[Given data]
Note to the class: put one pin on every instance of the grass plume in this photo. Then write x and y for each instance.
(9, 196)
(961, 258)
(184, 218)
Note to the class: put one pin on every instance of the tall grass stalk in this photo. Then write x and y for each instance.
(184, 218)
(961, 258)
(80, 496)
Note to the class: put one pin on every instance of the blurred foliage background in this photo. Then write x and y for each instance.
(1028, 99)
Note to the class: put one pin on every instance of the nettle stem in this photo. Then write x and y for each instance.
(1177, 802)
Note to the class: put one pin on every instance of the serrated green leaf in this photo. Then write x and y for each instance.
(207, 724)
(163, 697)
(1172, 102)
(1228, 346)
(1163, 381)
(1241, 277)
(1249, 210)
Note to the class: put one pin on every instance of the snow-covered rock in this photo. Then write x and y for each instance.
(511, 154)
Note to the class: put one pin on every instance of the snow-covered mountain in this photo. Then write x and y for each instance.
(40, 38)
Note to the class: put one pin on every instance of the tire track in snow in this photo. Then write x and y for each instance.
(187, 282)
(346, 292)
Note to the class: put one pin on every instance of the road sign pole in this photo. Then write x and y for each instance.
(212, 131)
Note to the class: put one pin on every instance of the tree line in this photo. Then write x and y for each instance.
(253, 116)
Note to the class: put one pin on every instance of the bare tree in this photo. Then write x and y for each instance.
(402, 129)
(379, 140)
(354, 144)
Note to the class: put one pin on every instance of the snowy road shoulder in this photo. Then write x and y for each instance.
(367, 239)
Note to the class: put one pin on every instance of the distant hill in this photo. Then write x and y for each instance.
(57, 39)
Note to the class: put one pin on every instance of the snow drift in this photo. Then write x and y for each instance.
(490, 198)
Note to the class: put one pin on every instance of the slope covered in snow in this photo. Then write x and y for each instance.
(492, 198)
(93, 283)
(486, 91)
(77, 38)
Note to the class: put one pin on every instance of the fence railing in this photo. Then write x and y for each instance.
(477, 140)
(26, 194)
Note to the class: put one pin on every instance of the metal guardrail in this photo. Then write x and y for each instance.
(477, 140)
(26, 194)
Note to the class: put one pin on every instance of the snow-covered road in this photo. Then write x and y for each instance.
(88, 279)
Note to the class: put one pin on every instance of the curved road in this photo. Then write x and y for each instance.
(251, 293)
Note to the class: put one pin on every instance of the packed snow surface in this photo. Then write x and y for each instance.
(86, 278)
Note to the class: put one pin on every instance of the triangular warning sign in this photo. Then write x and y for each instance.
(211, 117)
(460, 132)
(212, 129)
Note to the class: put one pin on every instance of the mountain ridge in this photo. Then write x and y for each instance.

[About this task] Set down all of the data above again, exactly.

[Result of this task]
Note to the class: put one pin on every instance of the grass plume in this photo. Then write x and y for each instance.
(9, 196)
(961, 258)
(184, 218)
Note to the class: put one pin on every instance of the tall grass stalk in this photo. Then write x and y for each instance.
(184, 218)
(961, 258)
(80, 496)
Note to the class: put one pin on every instance of the blurred foliage background in this photo. Then write x and y for each instance.
(1028, 99)
Note to the class: put one pin on every instance of the nettle stem in this photo. Then write x and y for each instance.
(1177, 802)
Note to the class: put one pin on every instance of the serrated green leaf in this photo. Then write x and y for each instance.
(207, 724)
(163, 697)
(1172, 102)
(1228, 346)
(1163, 381)
(1241, 277)
(1249, 210)
Note to the class: put one pin on every instance of the snow-covered rock in this photo. Then write x and y for each instance.
(511, 154)
Note to the class: put one pin on every instance of the snow-covered mountain in this photo. Then write x and y for each instance.
(40, 38)
Note to the class: put one pin on every instance of the tire track in snow in this photo. Then write x and y for each instance.
(187, 282)
(346, 292)
Note to the class: put one pin on every instance of the road sign pole in this photo. Then write x and y for each instance.
(212, 131)
Note to the class: put one pin on every instance of the tree line in this photo. Then write x and y for each instance.
(253, 116)
Note to the class: put one pin on every instance of the bare tree in this photo. Then write x and y for each instance.
(402, 129)
(379, 140)
(354, 144)
Note to the class: put one pin on every instance of the snowy road shoulder in this photo. Then write x and y for each instance.
(367, 239)
Note to the class: put one pin on every instance of the distant hill in this photo. Then write x and y for each instance.
(57, 39)
Note to the class: put one pin on every instance of the snow drift in this photo. Then write x and y for each instance.
(490, 198)
Note to the class: put one pin on every instance of the slope covered in snow in this photo. Then write x and y for each instance.
(492, 198)
(93, 283)
(486, 91)
(77, 38)
Note to the class: put one pin on every instance of the fence railing in this photo. Then write x and y for each instance.
(477, 140)
(26, 194)
Note to the class: put one pin on every instance of the metal guardrail in this photo. Then write x and y for each instance.
(477, 140)
(26, 194)
Note to the class: put one pin on every instance of the snow-covered road in this photo. Then write x and y for each instance.
(88, 279)
Note to the class: put one pin on every instance of the curved road in this photo. Then write x and y for each instance.
(251, 293)
Note to the class: put one pin on every instance of the packed snow surface in this photo. Then write x and y for each instance.
(86, 278)
Note to the class: put one pin on every instance of the triangular warning sign in this photo. Then write x and y for each instance.
(211, 117)
(460, 132)
(212, 129)
Note to the class: put one pin on every instance of the mountain ridge in this photo. Then write x and y for each instance.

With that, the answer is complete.